**DOCUMENT TEXT**
****************

I think this is the grave Mike mentions:



But if you click the link at the bottom, you switch between two different pages.
One saying
梶原琢磨

=Kajiwara Takuma

with the dates "1876.11.15(明治9)~ 1959.3.11(昭和34)"

One saying

梶原貫五

=Kajiwara Kango

with the dates "1887(明治20)~ 1958(昭和33)"

Now, if you look at my first post and links in it, you will see that November 15 1876 is the birth data of Takuma, and March 11 1960 is when he died. Maybe the person posting this page got the years mixed up when going from Japanese showa era years to years after Christ. I would be surprised if New York Times got it wrong with a whole year.

If you follow this link
KANGO KAJIWARA, SPRING LANDSCAPE, JAPAN, 1953 (item #990396)
you will see that 1887 and 1958 are the birth and death years of Kango, Takuma's little brother, the court painter.

Actually the fourth lines of these pages are identical, almost

大正・昭和期の画家


大正・昭和期の写真家、画家

The beginning is just something like "Meji and Show era..."


then Takuma was both
真家=photographer


and

画家=painter

while Kango was just painter.

****************

**SUPPLIED DATA**
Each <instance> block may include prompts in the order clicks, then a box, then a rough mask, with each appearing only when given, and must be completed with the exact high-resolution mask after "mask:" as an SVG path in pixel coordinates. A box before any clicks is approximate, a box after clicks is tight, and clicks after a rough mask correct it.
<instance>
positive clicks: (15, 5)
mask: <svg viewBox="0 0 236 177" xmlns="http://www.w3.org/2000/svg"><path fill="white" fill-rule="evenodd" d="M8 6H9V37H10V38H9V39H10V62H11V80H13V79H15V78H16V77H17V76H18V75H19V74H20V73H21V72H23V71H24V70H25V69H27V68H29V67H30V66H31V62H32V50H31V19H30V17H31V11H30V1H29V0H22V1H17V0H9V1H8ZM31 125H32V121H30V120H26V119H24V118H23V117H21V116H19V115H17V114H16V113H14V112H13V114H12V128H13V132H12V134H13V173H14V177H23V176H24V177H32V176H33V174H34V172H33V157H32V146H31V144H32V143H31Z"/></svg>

****************

**JOB**
Please reproduce the post about the Kajiwara grave pages in full, word for word.

**TASK RESULT**
I think this is the grave Mike mentions:



But if you click the link at the bottom, you switch between two different pages.
One saying
梶原琢磨

=Kajiwara Takuma

with the dates "1876.11.15(明治9)~ 1959.3.11(昭和34)"

One saying

梶原貫五

=Kajiwara Kango

with the dates "1887(明治20)~ 1958(昭和33)"

Now, if you look at my first post and links in it, you will see that November 15 1876 is the birth data of Takuma, and March 11 1960 is when he died. Maybe the person posting this page got the years mixed up when going from Japanese showa era years to years after Christ. I would be surprised if New York Times got it wrong with a whole year.

If you follow this link
KANGO KAJIWARA, SPRING LANDSCAPE, JAPAN, 1953 (item #990396)
you will see that 1887 and 1958 are the birth and death years of Kango, Takuma's little brother, the court painter.

Actually the fourth lines of these pages are identical, almost

大正・昭和期の画家


大正・昭和期の写真家、画家

The beginning is just something like "Meji and Show era..."


then Takuma was both
真家=photographer


and

画家=painter

while Kango was just painter.